▶ _Exercises_
(a) In the passage about Hamby's Pulitzer and earlier awards, which publication ran "Keeper of the Court"?
(b) Pick up the article on Missouri School of Journalism alumni and Pulitzer wins right after its final sentence, and keep writing in the same style.

▶ _Source passage_

• • • • •

In mid-April, days after winning his Pulitzer, Hamby accepted a new position with the BuzzFeed investigative unit. The media website, best known for promoting viral content, introduced an investigative unit in fall 2013. Hamby said he looks forward to continuing probing into the intersection of vulnerable populations and powerful organizations.
Hamby’s Pulitzer win follows a string of top awards earned while a student at the School. He received first place in the Best Breaking News Story category in the 2011 Missouri Press Association‘s Better Newspaper Contest. The judges said of “Key Witness Recants in Ryan Ferguson Case,” published in the Columbia Missourian, “a lot of good work here, pulling together a nine-year-old case and getting all of the facts into the context of the convicted man’s new claims. Nicely done.”
Hamby was the 2009 Society of Professional Journalists National Mark of Excellence Award winner in the non-fiction magazine article category. The story, “Keeper of the Court,” was published in Vox Magazine. His master’s project, “The Ryan Ferguson Case: An Examination of a Strange Murder and Conviction,” was an investigation of a wrongful conviction for a notorious murder. This work later ran as a two-part series in The Kansas City Star, and the subject of the stories won his freedom in 2013.
Databases Fuel Pulitzer Win by Washington Post and The Guardian U.S.
Much like Hamby’s investigation, the Washington Post and The Guardian U.S.’s coverage of National Security Agency spying was heavily reliant on documents provided by databases.
Two Missouri School of Journalism alumni were members of The Washington Post team led by Bart Gellman that shared the Pulitzer Prize for Public Service with a team from The Guardian U.S.: Jeff Leen, MA ’82, the assistant managing editor of investigations, and Steven Rich, MA ’13, database editor for investigations.

• • • • •

▶ _Dataset excerpts_
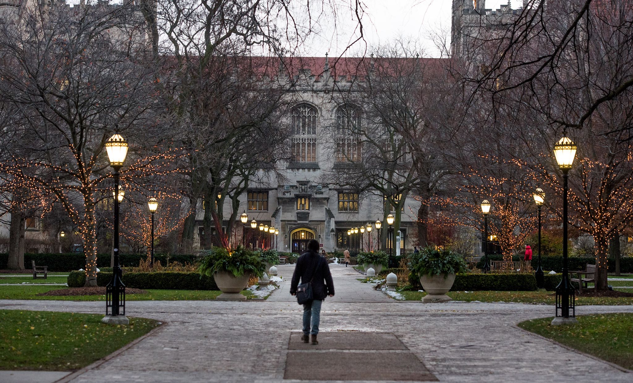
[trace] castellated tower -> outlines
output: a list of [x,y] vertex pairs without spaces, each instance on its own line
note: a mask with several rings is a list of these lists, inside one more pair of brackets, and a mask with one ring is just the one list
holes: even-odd
[[522,11],[522,8],[513,9],[509,3],[492,9],[486,8],[486,0],[453,0],[451,57],[476,60],[482,39],[501,35]]

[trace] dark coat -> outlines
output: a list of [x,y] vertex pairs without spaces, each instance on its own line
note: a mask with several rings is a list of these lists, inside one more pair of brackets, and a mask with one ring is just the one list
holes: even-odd
[[308,252],[297,260],[292,281],[290,284],[291,294],[297,292],[299,278],[301,283],[312,280],[312,296],[316,300],[322,300],[328,295],[334,295],[334,283],[330,274],[330,267],[325,258],[318,253]]

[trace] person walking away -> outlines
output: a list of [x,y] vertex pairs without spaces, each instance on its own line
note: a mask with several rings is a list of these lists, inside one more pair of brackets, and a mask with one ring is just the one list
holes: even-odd
[[[308,252],[297,260],[290,284],[290,293],[292,295],[297,293],[299,279],[302,284],[308,282],[312,284],[313,298],[311,301],[303,305],[303,335],[301,340],[304,343],[308,343],[310,340],[313,344],[318,344],[316,336],[321,319],[321,304],[326,296],[334,296],[334,283],[327,261],[318,253],[318,242],[316,240],[310,240]],[[308,339],[308,337],[311,339]]]
[[525,245],[525,255],[523,256],[523,260],[528,265],[532,263],[532,248],[529,245]]

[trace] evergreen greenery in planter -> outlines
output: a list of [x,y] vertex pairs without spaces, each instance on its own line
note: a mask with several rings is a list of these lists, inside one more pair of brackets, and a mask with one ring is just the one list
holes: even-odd
[[258,250],[257,253],[260,255],[260,258],[261,258],[261,262],[265,264],[270,264],[271,265],[279,265],[279,252],[275,249],[268,249],[267,250]]
[[356,255],[356,262],[359,265],[382,265],[387,267],[389,261],[389,255],[385,252],[367,252],[358,253]]
[[419,253],[409,256],[409,269],[411,272],[422,276],[439,276],[465,272],[467,270],[463,257],[449,250],[437,250],[429,246]]
[[249,274],[261,277],[264,274],[266,264],[255,252],[239,245],[235,250],[214,247],[203,253],[198,271],[201,275],[213,276],[218,271],[226,271],[234,277]]

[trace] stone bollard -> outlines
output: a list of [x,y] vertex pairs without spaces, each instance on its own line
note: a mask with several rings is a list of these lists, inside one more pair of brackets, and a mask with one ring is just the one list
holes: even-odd
[[398,286],[398,276],[390,272],[389,275],[387,276],[387,289],[395,291],[396,286]]
[[268,269],[268,275],[274,277],[277,276],[277,267],[275,266],[270,266],[270,269]]
[[268,286],[270,283],[270,279],[268,278],[268,275],[265,272],[264,275],[260,277],[259,283],[260,287]]

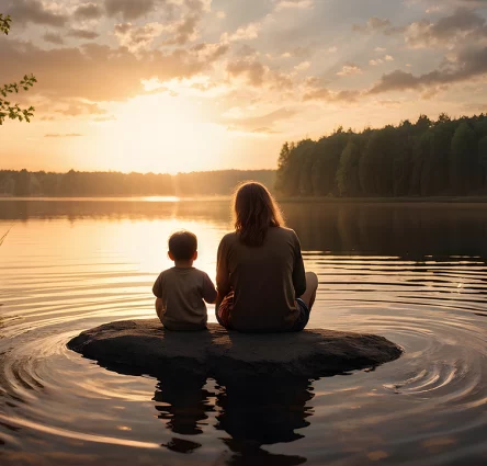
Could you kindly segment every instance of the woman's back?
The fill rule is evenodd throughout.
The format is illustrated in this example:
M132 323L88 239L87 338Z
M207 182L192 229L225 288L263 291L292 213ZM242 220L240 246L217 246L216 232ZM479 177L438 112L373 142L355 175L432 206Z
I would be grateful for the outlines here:
M235 293L230 326L239 331L283 331L298 317L296 296L306 289L299 240L287 228L268 229L262 246L226 235L218 248L218 291Z

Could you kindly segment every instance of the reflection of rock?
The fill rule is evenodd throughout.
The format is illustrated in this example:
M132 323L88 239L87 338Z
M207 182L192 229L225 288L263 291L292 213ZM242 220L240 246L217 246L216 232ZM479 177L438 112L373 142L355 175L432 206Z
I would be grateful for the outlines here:
M203 388L206 377L171 372L161 377L154 395L159 419L167 421L172 432L181 435L196 435L203 432L202 424L213 411L208 398L214 397ZM194 448L193 448L194 450Z
M400 356L383 337L331 330L250 334L217 325L200 332L166 331L157 319L106 323L82 332L68 346L107 368L161 376L168 370L212 376L320 377L372 367Z
M303 437L295 432L309 425L313 414L306 404L313 398L307 378L251 377L228 378L217 395L218 430L231 439L224 439L234 453L230 465L294 466L306 462L301 456L275 455L262 445L294 442Z

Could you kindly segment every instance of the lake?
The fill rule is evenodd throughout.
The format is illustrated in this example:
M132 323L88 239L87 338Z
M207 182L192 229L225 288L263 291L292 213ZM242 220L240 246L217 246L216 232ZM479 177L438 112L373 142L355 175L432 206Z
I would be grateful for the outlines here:
M0 200L1 464L487 464L485 204L283 204L319 277L309 327L405 349L373 371L227 387L117 374L66 348L155 317L173 230L197 235L195 266L214 279L228 204Z

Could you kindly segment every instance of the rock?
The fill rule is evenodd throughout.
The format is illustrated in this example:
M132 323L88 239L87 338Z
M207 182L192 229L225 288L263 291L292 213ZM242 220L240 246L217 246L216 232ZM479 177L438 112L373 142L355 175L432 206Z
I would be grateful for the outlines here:
M317 378L375 367L403 353L374 334L318 329L239 333L216 323L204 331L171 332L158 319L106 323L83 331L68 348L124 374L158 377L174 370L223 382L253 375Z

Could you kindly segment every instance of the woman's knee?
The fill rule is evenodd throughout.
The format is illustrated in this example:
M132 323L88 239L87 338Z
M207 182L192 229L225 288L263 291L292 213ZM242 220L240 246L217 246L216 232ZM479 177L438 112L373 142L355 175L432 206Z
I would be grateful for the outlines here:
M318 289L318 275L315 272L306 272L306 291Z

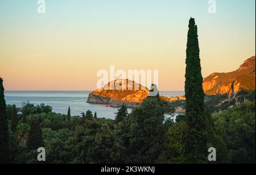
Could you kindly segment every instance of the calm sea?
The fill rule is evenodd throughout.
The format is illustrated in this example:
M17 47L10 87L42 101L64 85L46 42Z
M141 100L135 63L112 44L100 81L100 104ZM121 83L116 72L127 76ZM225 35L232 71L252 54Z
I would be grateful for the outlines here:
M97 111L97 116L114 119L117 109L106 107L104 105L87 103L87 98L91 91L6 91L5 99L8 105L15 104L21 107L22 103L30 102L34 105L42 103L52 107L53 112L67 114L70 106L72 115L80 115L89 110L94 114ZM182 96L184 91L162 91L161 95L166 97ZM130 113L131 110L129 109Z

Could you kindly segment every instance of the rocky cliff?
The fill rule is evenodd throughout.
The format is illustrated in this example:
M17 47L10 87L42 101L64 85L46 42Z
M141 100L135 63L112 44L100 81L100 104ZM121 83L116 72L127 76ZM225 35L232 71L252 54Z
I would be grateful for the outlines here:
M204 90L207 95L211 95L255 90L255 56L253 56L235 71L214 73L205 78L203 83Z

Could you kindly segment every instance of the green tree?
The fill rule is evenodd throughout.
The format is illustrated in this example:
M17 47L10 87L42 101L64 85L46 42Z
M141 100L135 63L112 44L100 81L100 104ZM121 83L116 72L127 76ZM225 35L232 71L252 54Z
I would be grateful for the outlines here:
M92 114L92 113L90 110L88 110L86 111L86 114L85 114L85 119L88 120L90 120L93 118L93 115Z
M70 107L68 107L68 115L67 116L67 120L68 120L68 122L70 122L71 120L71 111L70 111Z
M231 163L255 163L255 101L213 114L216 133L226 144Z
M71 114L70 107L68 107L68 115L67 116L67 125L68 126L68 128L69 130L72 129Z
M95 112L94 118L94 119L97 119L97 112Z
M11 131L13 133L15 133L16 129L17 128L17 126L18 123L18 115L17 115L17 109L16 106L14 105L11 109Z
M0 77L0 163L9 163L9 132L4 91L3 79Z
M123 103L121 107L118 109L117 113L115 113L115 123L118 123L119 122L122 122L123 119L128 116L128 111L126 105L125 103Z
M162 156L168 164L184 164L187 161L185 143L188 127L185 121L176 122L168 130Z
M154 163L163 145L165 115L174 109L158 98L147 98L119 123L120 137L125 148L125 163Z
M30 150L37 149L43 147L43 134L39 123L35 120L30 126L27 147Z
M30 126L26 123L19 123L18 124L15 136L19 145L24 145L27 142Z
M206 163L207 154L207 120L204 116L204 93L200 59L197 26L195 19L189 20L185 93L188 124L186 154L188 163Z
M208 131L207 145L208 148L213 147L217 150L217 161L212 163L229 164L230 157L229 155L226 145L222 138L216 134L214 131L214 123L209 109L205 106L205 116L207 120L207 127Z

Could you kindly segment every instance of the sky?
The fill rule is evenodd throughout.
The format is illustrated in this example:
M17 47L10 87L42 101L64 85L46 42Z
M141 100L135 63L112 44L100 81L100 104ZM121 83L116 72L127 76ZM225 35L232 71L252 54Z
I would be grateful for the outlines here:
M158 70L162 91L184 86L188 21L199 28L202 73L236 70L255 55L255 1L0 1L0 77L6 90L93 90L97 73Z

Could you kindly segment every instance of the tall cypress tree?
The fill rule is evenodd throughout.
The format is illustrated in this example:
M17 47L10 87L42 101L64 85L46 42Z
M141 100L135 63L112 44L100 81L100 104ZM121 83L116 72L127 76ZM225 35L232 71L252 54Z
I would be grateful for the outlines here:
M9 132L3 79L0 77L0 163L9 163Z
M28 133L28 148L30 150L35 150L43 146L43 134L41 126L38 121L34 120L31 123Z
M71 120L71 111L70 111L70 107L68 107L68 116L67 116L67 120L68 120L68 122L70 122Z
M18 116L17 109L16 106L14 105L11 109L11 131L15 133L16 129L18 126Z
M94 119L97 119L97 112L95 112L94 113Z
M68 107L68 115L67 116L67 126L68 127L68 128L69 128L69 130L72 129L72 126L71 124L71 114L70 107Z
M185 91L188 124L186 153L188 163L204 163L207 160L207 120L204 116L204 93L200 59L197 26L189 20L187 44Z

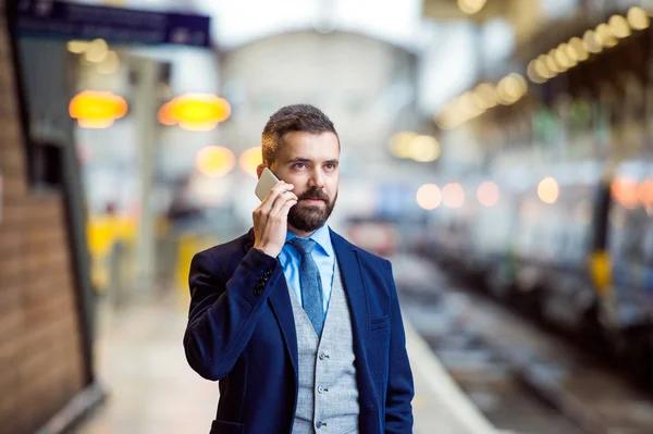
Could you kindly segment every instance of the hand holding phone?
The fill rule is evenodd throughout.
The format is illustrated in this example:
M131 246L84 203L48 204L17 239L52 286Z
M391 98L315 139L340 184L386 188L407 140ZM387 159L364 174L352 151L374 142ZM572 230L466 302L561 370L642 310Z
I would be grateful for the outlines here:
M268 173L267 173L268 172ZM288 211L297 203L294 185L279 181L268 168L256 187L261 204L254 210L254 247L276 258L285 244Z
M279 178L276 177L276 175L274 173L272 173L272 171L270 169L266 168L266 169L263 169L263 172L261 173L261 176L259 177L259 182L256 185L256 189L254 190L254 193L262 202L263 199L266 199L266 196L268 196L270 190L276 184L279 184Z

• • • • •

▶ _Expected outputs_
(a) Vox Magazine

(b)
The citation for the Washington Post-The Guardian U.S. noted their “revelation of widespread secret surveillance by the National Security Agency, marked by authoritative and insightful reports that helped the public understand how the disclosures fit into the larger framework of national security.”
Leen, who was the lead editor during the initial phase, said that this coverage was different from anything else he had done because it was at the intersection of breaking news and investigations.
“Usually with super complex stories with highly sensitive information, you have the time to sort it out, but we were also trying to break these stories as quickly as possible,” Leen said.
He said that documents were often cryptic and since no one had heard of these systems before, they couldn’t just turn to Google or Wikipedia to learn more.
Among the reporters who helped decipher the thousands of documents that were leaked was Rich, who had been an employee for about a month when the story broke. He was able to help determine how close the government was to developing a quantum computer and how the NSA was identifying users on what is supposed to be anonymous browsing.
Both Leen and Rich cited the necessity of teamwork to produce quality journalism. Those in the legal department determined which documents to publish. The graphics team added visual elements to help the readers.
“The best journalism is done in teams that are very unselfish,” Rich said.
For Leen, this was the eighth Pulitzer Prize-winning team he has been a part of and said that this one was special because it was the Pulitzer for public service reporting.
“It’s our highest mission,” Leen said. “It makes it extra special. It’s the entire newspaper doing great work for the public.”
Leen received the Missouri Honor Medal for Distinguished Service in Journalism in 2012. As a master’s student, Leen did a stint in the School’s Washington reporting program where he covered Congress, the Supreme Court and federal agencies.
For Rich, the Pulitzer follows on the heels of another team recognition, the Local Accountability Reporting Award in the 2014 American Society of News Editors competition. Rich’s master’s project was on how journalists report on money in politics. He completed it while interning for Leen on the Post’s investigations unit.